··· Passage provided ···

The Big Sandy Expedition was an early campaign of the American Civil War in Kentucky that began in mid-September 1861 when Union Brig. Gen. William "Bull" Nelson received orders to organize a new brigade at Maysville, Kentucky and conduct an expedition into the Big Sandy Valley region of Eastern Kentucky and stop the build-up of Confederate forces under Col. John S. Williams. This was done in three phases. From September 21 to October 20, 1861, Nelson assembled a brigade of 5,500 Union volunteers from Ohio and Kentucky. On October 23, the southern prong secured Hazel Green and the northern prong West Liberty. The two prongs were consolidated at Salyersville (Licking Station) and they began the final phase on October 31. This led to the Battle of Ivy Mountain on November 8 and the withdrawal of Confederate forces from Pikeville (Piketon) on November 9, 1861.

Background
During the first week of September 1861, all pretense of neutrality in Kentucky ended when Maj. Gen. Leonidas Polk ordered Brig. Gen. Gideon Pillow advance Confederate troops up to Hickman, Kentucky. On September 18, Kentucky legislature approved the introduction of Federal troops from outside the state, the pro-Confederate legislators staying away. The next day, Simon Bolivar Buckner, former commander of the Kentucky State Guard, established a Confederate headquarters at Bowling Green, Kentucky, while troops under Felix K. Zollicoffer seized Barbourville. Shortly afterwards, Zollicoffer arrived at Cumberland Ford with approximately 3,200 men, consisting of four infantry regiments, a field battery of six guns, and four cavalry companies. This posed an imminent threat to Union control of central Kentucky, at a time when increasing numbers of Confederates in the Big Sandy Valley of eastern Kentucky appeared about to enter the Bluegrass region through McCormack's Gap (Frenchburg). In response, Brig. Gen. George H. Thomas ordered troops from Camp Dick Robinson to southeast Kentucky to halt any movement toward Big Hill, Richmond and Lexington. Former Vice President of the United States John C. Breckinridge and his ally, Col. Humphrey Marshall, added to Thomas's concerns with a call for "Peace Men" and "States' Rights Men" to assemble in Lexington for drill. However, both Breckinridge and Marshall instead rode to Mt. Sterling to join the Confederate forces in western Virginia, where Marshall took command of the Army of Eastern Kentucky posted at Piketon (Pikeville).

··· Provided data ···

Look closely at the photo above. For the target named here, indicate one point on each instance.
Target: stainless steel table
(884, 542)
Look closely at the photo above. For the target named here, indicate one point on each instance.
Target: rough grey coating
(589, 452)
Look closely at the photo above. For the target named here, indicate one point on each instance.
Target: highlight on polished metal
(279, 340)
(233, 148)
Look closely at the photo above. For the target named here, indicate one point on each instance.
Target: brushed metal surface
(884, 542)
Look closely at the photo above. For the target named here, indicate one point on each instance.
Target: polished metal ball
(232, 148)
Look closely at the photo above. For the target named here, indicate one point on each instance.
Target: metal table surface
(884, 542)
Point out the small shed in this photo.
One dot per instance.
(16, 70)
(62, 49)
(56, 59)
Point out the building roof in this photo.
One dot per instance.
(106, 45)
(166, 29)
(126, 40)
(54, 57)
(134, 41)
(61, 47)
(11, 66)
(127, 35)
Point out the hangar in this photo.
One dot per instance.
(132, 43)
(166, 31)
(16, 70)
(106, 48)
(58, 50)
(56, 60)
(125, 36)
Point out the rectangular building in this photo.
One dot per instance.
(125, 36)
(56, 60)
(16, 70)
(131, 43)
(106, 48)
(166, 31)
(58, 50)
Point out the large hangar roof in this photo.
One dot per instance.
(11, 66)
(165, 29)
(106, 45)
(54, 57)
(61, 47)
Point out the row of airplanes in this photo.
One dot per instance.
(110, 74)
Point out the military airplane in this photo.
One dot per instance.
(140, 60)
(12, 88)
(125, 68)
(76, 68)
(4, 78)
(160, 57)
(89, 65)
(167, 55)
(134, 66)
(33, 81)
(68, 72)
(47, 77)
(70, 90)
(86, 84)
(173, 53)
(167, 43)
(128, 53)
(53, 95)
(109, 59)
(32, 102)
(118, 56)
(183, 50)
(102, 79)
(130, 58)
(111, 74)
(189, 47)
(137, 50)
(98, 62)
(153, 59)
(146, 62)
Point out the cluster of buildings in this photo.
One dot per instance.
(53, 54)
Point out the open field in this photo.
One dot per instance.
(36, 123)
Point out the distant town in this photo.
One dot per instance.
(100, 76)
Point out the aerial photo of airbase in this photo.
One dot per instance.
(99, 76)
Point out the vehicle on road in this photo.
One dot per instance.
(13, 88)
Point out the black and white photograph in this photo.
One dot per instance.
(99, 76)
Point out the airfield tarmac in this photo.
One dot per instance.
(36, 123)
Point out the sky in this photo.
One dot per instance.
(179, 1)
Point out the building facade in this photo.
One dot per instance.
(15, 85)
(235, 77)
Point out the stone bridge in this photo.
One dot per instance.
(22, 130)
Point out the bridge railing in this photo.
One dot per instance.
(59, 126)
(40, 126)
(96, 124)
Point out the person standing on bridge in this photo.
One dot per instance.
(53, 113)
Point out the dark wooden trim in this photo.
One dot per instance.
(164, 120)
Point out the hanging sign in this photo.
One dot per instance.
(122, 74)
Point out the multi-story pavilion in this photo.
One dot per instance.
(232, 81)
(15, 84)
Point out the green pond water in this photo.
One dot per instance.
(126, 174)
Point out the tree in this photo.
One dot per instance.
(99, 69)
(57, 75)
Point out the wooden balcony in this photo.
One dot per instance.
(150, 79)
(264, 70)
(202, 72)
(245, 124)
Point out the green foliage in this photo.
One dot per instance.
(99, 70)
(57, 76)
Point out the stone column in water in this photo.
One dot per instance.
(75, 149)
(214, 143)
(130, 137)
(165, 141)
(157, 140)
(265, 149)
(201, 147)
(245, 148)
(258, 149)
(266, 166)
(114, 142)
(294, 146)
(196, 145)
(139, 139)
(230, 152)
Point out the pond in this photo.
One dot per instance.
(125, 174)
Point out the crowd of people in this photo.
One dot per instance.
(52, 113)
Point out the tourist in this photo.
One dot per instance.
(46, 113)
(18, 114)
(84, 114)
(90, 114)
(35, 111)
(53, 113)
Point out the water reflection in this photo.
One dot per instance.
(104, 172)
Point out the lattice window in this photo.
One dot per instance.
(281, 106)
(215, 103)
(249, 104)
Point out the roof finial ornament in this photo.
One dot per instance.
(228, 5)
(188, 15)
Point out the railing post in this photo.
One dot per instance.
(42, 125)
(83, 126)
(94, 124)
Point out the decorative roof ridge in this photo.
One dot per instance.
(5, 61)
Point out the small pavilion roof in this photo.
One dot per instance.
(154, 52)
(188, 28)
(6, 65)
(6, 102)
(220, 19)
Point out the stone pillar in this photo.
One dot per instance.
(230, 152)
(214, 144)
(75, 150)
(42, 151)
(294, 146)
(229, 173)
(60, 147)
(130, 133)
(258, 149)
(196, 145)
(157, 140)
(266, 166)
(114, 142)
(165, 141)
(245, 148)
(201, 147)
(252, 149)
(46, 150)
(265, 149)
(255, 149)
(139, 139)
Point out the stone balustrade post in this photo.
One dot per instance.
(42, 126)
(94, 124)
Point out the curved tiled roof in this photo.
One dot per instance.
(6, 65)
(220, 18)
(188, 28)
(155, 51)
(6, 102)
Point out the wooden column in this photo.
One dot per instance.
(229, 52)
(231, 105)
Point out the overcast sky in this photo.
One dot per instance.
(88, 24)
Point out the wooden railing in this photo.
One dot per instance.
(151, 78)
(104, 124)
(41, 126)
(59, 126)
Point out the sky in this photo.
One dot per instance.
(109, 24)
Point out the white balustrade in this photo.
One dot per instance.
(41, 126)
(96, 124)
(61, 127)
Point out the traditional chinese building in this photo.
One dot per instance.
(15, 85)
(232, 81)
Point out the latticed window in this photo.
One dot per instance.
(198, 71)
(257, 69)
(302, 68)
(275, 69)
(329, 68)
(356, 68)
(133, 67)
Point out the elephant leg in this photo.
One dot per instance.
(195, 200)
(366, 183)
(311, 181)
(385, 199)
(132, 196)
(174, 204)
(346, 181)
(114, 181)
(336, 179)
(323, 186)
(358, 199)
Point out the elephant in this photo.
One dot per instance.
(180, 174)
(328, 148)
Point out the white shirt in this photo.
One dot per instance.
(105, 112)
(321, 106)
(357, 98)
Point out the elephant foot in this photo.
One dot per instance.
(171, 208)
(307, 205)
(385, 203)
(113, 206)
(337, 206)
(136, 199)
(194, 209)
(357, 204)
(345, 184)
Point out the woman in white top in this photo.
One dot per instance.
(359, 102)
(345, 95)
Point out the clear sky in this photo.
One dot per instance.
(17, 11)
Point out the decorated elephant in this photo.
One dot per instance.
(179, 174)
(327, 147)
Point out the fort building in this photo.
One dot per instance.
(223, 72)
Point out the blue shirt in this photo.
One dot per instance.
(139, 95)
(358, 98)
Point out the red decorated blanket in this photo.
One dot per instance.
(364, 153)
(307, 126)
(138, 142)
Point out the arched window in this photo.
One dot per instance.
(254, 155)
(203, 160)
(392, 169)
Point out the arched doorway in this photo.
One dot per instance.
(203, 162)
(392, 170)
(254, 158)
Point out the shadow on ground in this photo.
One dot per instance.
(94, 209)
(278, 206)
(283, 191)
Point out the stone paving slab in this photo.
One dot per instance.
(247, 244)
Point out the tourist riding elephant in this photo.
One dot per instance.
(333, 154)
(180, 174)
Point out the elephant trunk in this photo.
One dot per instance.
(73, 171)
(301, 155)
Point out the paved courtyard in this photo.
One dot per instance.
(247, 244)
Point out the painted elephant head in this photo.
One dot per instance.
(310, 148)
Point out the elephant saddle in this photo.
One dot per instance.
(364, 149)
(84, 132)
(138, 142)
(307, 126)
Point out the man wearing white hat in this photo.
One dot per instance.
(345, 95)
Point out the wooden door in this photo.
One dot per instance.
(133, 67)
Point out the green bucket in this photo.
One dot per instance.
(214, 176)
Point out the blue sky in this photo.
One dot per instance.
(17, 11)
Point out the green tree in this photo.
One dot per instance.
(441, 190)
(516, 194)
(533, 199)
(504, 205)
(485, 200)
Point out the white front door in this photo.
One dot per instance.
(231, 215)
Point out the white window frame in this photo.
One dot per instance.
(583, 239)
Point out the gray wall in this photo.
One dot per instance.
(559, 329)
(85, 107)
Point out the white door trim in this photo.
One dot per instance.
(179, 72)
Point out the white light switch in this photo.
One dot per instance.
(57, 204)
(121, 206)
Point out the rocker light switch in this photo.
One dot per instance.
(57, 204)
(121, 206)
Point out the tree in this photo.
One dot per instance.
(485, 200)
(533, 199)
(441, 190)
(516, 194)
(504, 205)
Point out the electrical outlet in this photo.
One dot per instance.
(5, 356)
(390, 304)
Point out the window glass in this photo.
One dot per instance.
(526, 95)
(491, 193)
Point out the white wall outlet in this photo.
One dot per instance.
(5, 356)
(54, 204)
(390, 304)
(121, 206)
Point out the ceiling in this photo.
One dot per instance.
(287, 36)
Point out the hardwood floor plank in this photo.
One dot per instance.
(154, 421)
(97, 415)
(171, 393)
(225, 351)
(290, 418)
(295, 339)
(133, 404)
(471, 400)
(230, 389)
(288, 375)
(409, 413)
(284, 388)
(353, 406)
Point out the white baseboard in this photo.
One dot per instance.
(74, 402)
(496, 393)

···
··· Provided data ···

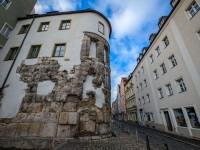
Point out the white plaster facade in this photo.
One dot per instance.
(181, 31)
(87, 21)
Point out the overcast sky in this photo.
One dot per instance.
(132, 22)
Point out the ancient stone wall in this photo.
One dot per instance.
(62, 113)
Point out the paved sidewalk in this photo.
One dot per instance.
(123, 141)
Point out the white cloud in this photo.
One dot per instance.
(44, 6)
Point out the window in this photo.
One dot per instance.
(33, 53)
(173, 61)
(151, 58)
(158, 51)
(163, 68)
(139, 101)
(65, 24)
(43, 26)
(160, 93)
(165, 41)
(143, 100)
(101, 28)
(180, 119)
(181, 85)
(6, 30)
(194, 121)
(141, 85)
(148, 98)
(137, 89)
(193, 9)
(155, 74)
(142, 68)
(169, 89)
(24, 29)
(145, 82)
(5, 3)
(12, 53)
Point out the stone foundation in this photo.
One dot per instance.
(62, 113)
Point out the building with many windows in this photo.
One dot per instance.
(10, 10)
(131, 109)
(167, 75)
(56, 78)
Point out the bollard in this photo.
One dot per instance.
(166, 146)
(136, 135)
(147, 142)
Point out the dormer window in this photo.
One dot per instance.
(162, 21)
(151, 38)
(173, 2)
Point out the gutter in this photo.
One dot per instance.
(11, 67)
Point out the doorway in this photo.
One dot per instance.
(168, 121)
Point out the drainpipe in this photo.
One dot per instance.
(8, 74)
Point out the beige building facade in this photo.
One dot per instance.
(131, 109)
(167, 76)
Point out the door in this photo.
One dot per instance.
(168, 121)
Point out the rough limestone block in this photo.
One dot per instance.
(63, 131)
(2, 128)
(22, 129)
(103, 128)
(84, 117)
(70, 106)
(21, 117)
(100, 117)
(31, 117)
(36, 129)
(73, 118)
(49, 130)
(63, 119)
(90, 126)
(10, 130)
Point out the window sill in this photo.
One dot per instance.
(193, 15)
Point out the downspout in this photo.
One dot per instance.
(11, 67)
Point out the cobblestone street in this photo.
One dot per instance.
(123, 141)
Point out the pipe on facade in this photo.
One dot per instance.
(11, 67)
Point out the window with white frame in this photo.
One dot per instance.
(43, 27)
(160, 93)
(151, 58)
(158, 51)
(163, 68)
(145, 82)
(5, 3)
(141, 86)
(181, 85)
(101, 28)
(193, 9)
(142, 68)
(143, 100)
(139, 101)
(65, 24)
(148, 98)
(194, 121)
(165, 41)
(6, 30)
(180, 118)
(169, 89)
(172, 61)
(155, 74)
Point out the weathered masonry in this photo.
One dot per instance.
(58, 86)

···

• What is asked
(a) In the Big Sandy Expedition text, how large a brigade did Nelson assemble between September 21 and October 20, 1861?
(b) Return the stretch of the Big Sandy Expedition text starting at "The Big Sandy Expedition" and ending at "November 9, 1861.".

• Response list
(a) 5,500 Union volunteers from Ohio and Kentucky.

(b)
The Big Sandy Expedition was an early campaign of the American Civil War in Kentucky that began in mid-September 1861 when Union Brig. Gen. William "Bull" Nelson received orders to organize a new brigade at Maysville, Kentucky and conduct an expedition into the Big Sandy Valley region of Eastern Kentucky and stop the build-up of Confederate forces under Col. John S. Williams. This was done in three phases. From September 21 to October 20, 1861, Nelson assembled a brigade of 5,500 Union volunteers from Ohio and Kentucky. On October 23, the southern prong secured Hazel Green and the northern prong West Liberty. The two prongs were consolidated at Salyersville (Licking Station) and they began the final phase on October 31. This led to the Battle of Ivy Mountain on November 8 and the withdrawal of Confederate forces from Pikeville (Piketon) on November 9, 1861.